* THE DATA *
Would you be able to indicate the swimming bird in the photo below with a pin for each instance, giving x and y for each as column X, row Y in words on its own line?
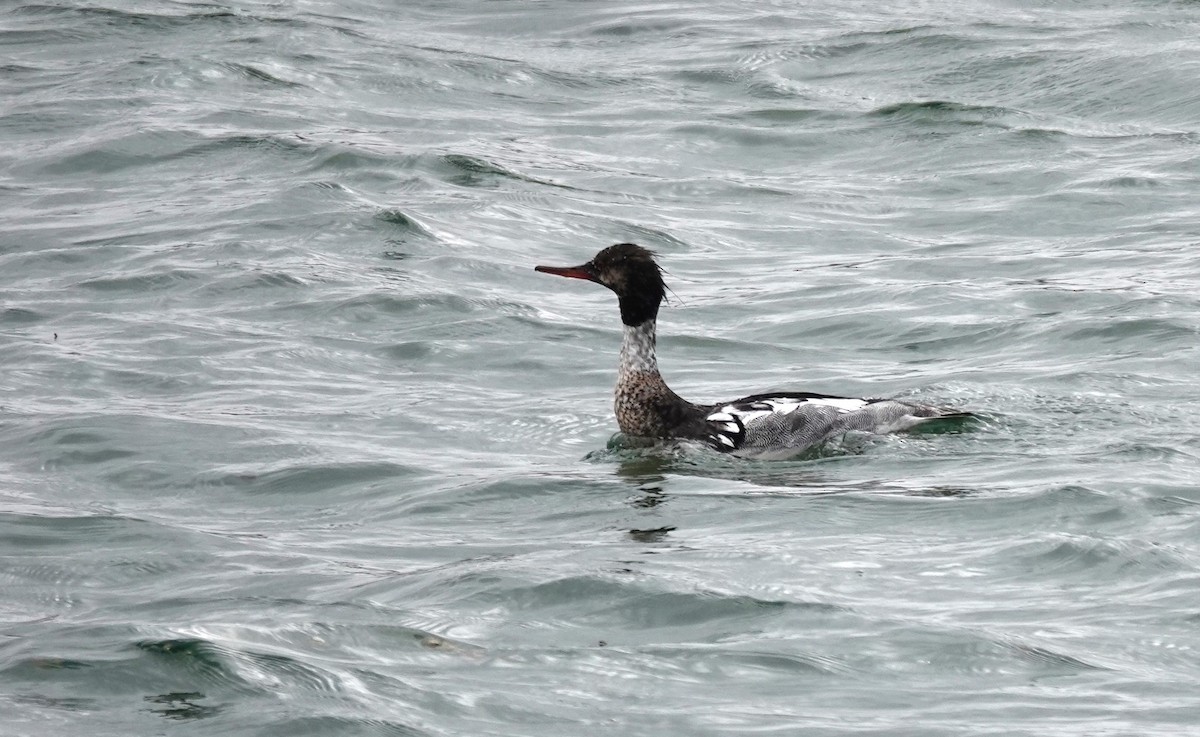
column 760, row 425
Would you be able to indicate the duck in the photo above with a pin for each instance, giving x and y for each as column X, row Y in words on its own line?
column 761, row 425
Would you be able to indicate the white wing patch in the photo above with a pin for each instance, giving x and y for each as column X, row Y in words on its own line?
column 787, row 405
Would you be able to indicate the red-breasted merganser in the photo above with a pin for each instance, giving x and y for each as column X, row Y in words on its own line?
column 760, row 425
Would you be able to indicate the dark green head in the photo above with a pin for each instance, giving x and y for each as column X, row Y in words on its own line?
column 629, row 270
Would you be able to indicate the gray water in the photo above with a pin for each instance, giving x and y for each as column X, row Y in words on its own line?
column 293, row 439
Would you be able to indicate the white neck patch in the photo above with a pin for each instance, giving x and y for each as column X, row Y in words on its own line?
column 637, row 348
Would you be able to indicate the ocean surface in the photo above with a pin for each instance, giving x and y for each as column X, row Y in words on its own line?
column 294, row 441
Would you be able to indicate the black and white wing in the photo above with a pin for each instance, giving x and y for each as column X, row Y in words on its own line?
column 798, row 420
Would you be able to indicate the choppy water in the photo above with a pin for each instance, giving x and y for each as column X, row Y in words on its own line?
column 293, row 441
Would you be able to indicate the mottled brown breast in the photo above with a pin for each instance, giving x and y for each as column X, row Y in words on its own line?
column 647, row 407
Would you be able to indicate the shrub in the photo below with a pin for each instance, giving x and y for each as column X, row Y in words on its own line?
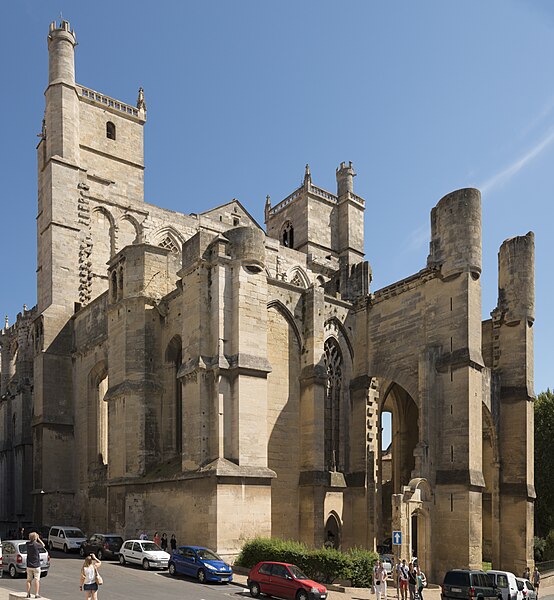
column 324, row 564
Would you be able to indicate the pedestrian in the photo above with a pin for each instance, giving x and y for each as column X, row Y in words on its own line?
column 403, row 579
column 421, row 582
column 536, row 580
column 90, row 578
column 34, row 547
column 380, row 581
column 412, row 581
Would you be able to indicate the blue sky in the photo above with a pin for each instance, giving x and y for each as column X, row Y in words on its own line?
column 424, row 97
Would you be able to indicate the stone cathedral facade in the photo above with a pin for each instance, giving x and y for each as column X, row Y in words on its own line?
column 203, row 375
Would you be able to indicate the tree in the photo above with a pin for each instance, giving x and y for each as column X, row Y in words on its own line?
column 544, row 463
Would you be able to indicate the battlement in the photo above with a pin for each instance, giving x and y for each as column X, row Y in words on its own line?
column 107, row 102
column 63, row 26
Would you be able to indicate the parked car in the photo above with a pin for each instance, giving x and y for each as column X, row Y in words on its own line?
column 145, row 553
column 284, row 581
column 528, row 591
column 464, row 584
column 201, row 563
column 14, row 558
column 507, row 584
column 103, row 545
column 65, row 537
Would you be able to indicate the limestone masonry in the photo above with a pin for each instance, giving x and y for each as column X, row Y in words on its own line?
column 198, row 374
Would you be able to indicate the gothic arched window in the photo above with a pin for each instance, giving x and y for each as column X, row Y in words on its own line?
column 333, row 393
column 287, row 237
column 110, row 130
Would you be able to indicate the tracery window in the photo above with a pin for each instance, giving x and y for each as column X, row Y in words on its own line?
column 169, row 244
column 333, row 393
column 287, row 236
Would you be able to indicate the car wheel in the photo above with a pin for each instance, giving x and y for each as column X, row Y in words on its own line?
column 254, row 589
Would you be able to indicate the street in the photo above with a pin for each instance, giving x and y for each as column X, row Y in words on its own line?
column 122, row 583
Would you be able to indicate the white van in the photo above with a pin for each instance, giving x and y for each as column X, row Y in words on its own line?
column 65, row 537
column 506, row 583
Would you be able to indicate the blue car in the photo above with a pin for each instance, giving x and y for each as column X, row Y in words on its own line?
column 201, row 563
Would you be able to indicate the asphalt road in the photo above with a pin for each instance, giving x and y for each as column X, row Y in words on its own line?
column 123, row 583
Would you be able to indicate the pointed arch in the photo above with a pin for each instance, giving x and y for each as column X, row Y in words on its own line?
column 285, row 312
column 170, row 238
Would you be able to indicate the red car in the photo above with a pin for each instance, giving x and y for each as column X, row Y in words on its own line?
column 284, row 581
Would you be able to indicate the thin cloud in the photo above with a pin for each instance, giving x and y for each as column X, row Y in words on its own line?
column 417, row 239
column 506, row 174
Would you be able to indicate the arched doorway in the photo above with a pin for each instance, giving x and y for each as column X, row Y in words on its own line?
column 398, row 435
column 332, row 532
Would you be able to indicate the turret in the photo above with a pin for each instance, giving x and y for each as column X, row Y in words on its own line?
column 456, row 233
column 61, row 54
column 516, row 279
column 345, row 179
column 61, row 128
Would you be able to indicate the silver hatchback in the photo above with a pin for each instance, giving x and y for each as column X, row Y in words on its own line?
column 14, row 558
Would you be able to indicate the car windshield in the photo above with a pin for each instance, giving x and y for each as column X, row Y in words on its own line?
column 297, row 573
column 74, row 533
column 205, row 554
column 150, row 547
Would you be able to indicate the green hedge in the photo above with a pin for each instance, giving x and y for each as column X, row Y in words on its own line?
column 325, row 564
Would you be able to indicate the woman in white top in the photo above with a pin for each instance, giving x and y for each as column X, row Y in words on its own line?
column 380, row 576
column 89, row 577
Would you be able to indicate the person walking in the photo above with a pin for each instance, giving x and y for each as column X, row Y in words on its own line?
column 380, row 581
column 90, row 578
column 403, row 572
column 34, row 547
column 421, row 582
column 412, row 581
column 536, row 580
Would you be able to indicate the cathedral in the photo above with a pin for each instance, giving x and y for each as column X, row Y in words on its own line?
column 206, row 375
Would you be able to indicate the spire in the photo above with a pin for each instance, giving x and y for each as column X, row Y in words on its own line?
column 141, row 104
column 307, row 176
column 267, row 207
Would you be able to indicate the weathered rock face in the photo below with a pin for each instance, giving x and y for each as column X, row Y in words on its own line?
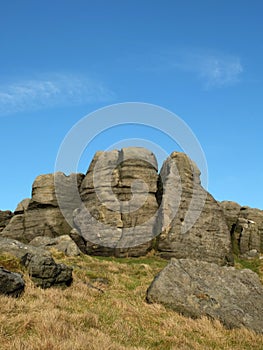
column 45, row 272
column 42, row 268
column 246, row 227
column 11, row 283
column 196, row 288
column 19, row 249
column 63, row 244
column 119, row 193
column 41, row 216
column 5, row 217
column 192, row 222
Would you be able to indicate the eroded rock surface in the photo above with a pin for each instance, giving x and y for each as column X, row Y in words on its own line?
column 246, row 227
column 5, row 217
column 119, row 193
column 197, row 288
column 41, row 215
column 192, row 222
column 11, row 283
column 45, row 272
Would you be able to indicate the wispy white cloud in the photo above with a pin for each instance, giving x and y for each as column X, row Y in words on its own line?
column 50, row 91
column 212, row 69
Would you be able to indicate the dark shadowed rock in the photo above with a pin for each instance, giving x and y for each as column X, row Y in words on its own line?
column 45, row 273
column 192, row 222
column 42, row 268
column 197, row 288
column 11, row 284
column 5, row 217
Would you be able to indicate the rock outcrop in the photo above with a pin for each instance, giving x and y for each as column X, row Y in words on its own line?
column 41, row 215
column 123, row 207
column 119, row 193
column 196, row 288
column 246, row 227
column 11, row 283
column 63, row 244
column 5, row 217
column 42, row 268
column 193, row 224
column 45, row 272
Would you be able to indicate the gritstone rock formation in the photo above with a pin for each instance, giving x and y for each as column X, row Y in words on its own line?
column 119, row 193
column 123, row 207
column 5, row 217
column 41, row 215
column 42, row 268
column 246, row 227
column 197, row 288
column 11, row 283
column 193, row 224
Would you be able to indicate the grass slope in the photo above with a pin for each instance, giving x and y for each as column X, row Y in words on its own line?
column 105, row 309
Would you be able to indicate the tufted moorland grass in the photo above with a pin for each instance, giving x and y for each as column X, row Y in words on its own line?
column 105, row 309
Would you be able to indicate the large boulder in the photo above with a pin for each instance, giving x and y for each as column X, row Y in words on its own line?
column 11, row 283
column 5, row 217
column 192, row 222
column 41, row 215
column 246, row 227
column 42, row 268
column 196, row 288
column 119, row 193
column 45, row 272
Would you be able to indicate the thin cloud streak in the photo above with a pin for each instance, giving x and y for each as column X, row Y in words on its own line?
column 51, row 91
column 214, row 70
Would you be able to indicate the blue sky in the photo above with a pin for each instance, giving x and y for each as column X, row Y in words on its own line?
column 202, row 60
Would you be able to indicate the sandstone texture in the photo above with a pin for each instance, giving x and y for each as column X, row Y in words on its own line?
column 45, row 272
column 5, row 217
column 11, row 283
column 119, row 193
column 246, row 227
column 42, row 268
column 197, row 288
column 63, row 244
column 123, row 207
column 192, row 222
column 41, row 215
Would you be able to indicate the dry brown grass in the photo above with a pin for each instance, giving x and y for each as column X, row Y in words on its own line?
column 114, row 316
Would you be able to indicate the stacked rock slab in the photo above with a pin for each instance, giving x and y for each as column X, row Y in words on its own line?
column 41, row 215
column 5, row 217
column 192, row 222
column 119, row 193
column 246, row 227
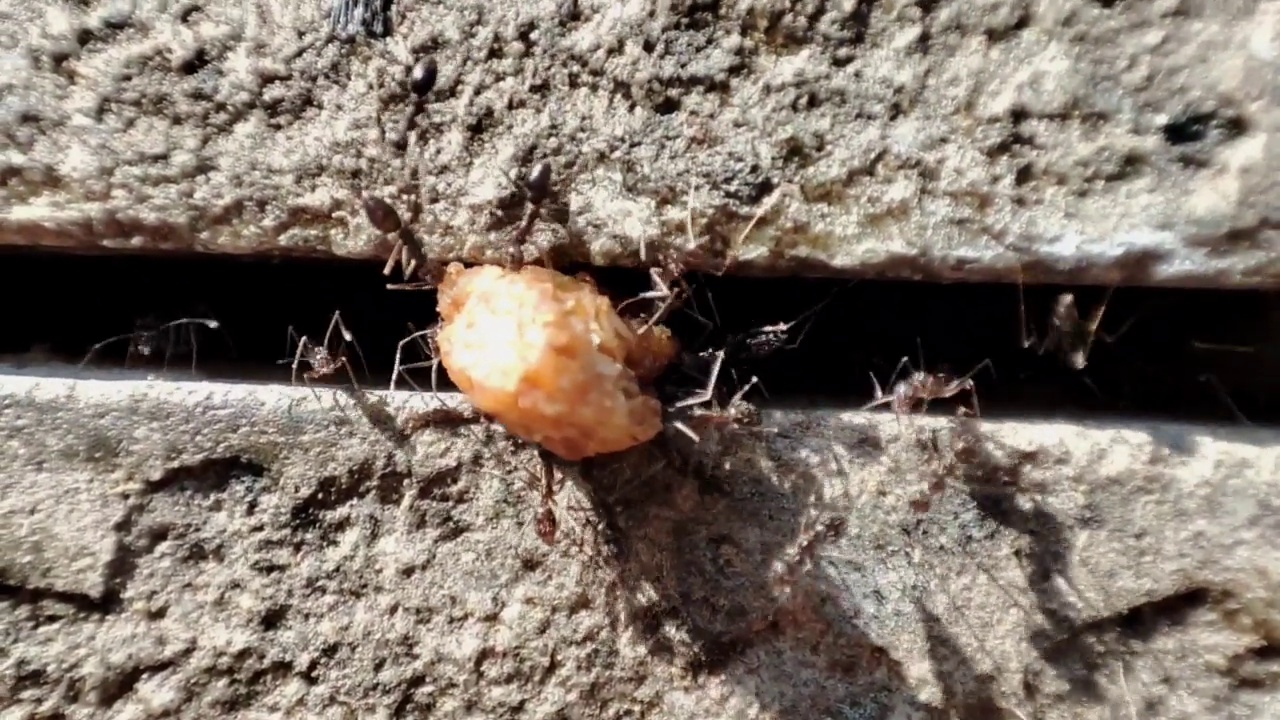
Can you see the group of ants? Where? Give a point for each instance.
(1069, 335)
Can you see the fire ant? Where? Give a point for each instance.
(320, 359)
(145, 341)
(737, 413)
(1068, 335)
(407, 253)
(922, 387)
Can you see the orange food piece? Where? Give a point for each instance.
(549, 358)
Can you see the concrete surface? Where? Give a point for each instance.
(200, 550)
(1092, 141)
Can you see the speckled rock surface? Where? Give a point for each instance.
(197, 550)
(1092, 141)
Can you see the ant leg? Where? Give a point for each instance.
(347, 337)
(1023, 324)
(979, 367)
(661, 290)
(101, 345)
(344, 363)
(737, 396)
(297, 359)
(400, 347)
(709, 391)
(686, 429)
(973, 396)
(1115, 336)
(307, 376)
(881, 399)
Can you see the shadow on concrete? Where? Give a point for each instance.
(709, 550)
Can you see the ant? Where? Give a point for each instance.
(737, 413)
(1068, 335)
(323, 361)
(407, 253)
(545, 524)
(428, 347)
(922, 387)
(145, 341)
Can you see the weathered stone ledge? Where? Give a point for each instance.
(240, 550)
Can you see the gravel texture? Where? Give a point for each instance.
(1091, 141)
(199, 550)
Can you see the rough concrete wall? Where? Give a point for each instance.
(199, 550)
(1093, 141)
(205, 550)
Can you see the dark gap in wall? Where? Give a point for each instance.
(1189, 355)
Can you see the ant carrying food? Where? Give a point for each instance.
(920, 387)
(324, 363)
(146, 340)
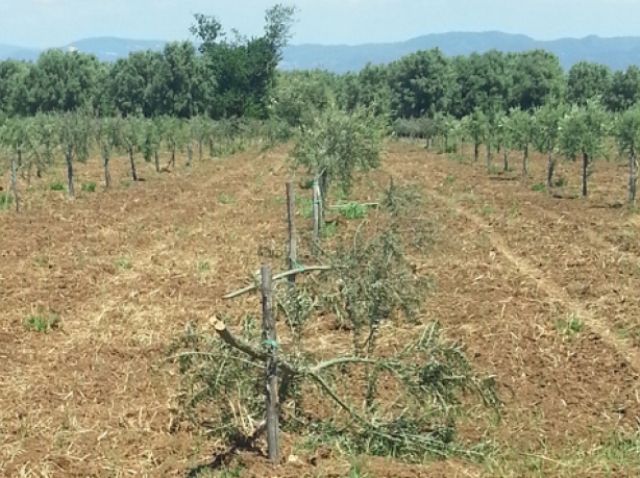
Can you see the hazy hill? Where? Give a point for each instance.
(617, 53)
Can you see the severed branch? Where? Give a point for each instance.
(255, 353)
(284, 275)
(345, 206)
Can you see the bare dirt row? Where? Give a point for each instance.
(126, 270)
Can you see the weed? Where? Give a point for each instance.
(124, 263)
(306, 208)
(41, 260)
(226, 199)
(41, 323)
(570, 327)
(329, 230)
(5, 201)
(89, 187)
(488, 210)
(353, 210)
(356, 471)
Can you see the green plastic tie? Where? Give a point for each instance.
(299, 266)
(271, 343)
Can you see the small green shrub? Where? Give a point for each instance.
(124, 263)
(353, 210)
(5, 201)
(226, 199)
(41, 323)
(89, 187)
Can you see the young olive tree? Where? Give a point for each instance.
(627, 131)
(17, 139)
(521, 127)
(583, 134)
(175, 135)
(108, 138)
(546, 132)
(476, 125)
(130, 132)
(46, 144)
(336, 144)
(74, 135)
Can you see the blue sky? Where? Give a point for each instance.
(47, 23)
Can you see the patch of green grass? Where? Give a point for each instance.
(353, 210)
(306, 208)
(571, 326)
(623, 333)
(488, 210)
(5, 201)
(42, 260)
(89, 187)
(41, 323)
(124, 263)
(356, 471)
(307, 184)
(457, 158)
(226, 199)
(329, 230)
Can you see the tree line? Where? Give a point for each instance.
(225, 78)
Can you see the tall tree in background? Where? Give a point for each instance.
(587, 81)
(244, 69)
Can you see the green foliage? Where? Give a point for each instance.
(6, 200)
(353, 210)
(41, 323)
(89, 187)
(337, 144)
(370, 282)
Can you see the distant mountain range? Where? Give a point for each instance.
(617, 53)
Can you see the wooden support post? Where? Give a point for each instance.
(291, 212)
(271, 390)
(317, 213)
(14, 184)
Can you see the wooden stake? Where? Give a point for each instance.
(271, 389)
(291, 211)
(14, 184)
(316, 212)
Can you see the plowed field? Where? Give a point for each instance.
(543, 291)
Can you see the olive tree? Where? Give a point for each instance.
(336, 144)
(583, 134)
(546, 132)
(627, 131)
(74, 135)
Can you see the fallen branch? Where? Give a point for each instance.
(345, 206)
(284, 275)
(253, 352)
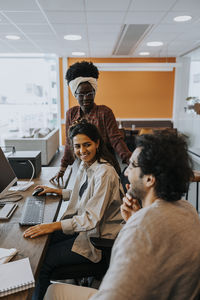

* PROBLEM STATEMENT *
Your answer must be exactly the lines from the one with "Can you see the patch" through the last line of the entries, both included, with no pictures; please add nothing else.

* WRITTEN RESPONSE *
Can you see the patch of green grass? Where? Give a point for each instance.
(353, 210)
(306, 208)
(571, 326)
(623, 333)
(488, 210)
(5, 201)
(42, 260)
(89, 187)
(41, 323)
(124, 263)
(356, 471)
(307, 184)
(457, 158)
(226, 199)
(329, 230)
Can you see the tree line? Where? Give a point for each instance.
(225, 78)
Can you see the tall tree in background? Where? Give a point for each instance.
(587, 81)
(244, 69)
Can you see the green foliage? Where? Give a point for each instance.
(6, 200)
(353, 210)
(41, 323)
(89, 187)
(337, 144)
(370, 282)
Can you see the distant mountain range? Where? Give a point for each instance.
(617, 53)
Can you see the wooden support post? Where? Give a point for each instance.
(291, 212)
(271, 390)
(317, 213)
(14, 184)
Can you see the wooden stake? Where? Give a point for each instance.
(271, 389)
(291, 211)
(14, 184)
(316, 212)
Can you see the plowed field? Where? Give a point for each instance.
(543, 291)
Can you see the olive tree? Where? Give a point for each instance.
(336, 144)
(583, 134)
(546, 132)
(627, 131)
(74, 135)
Can you see the fallen branch? Where? Give a point for each instance.
(345, 206)
(284, 275)
(253, 352)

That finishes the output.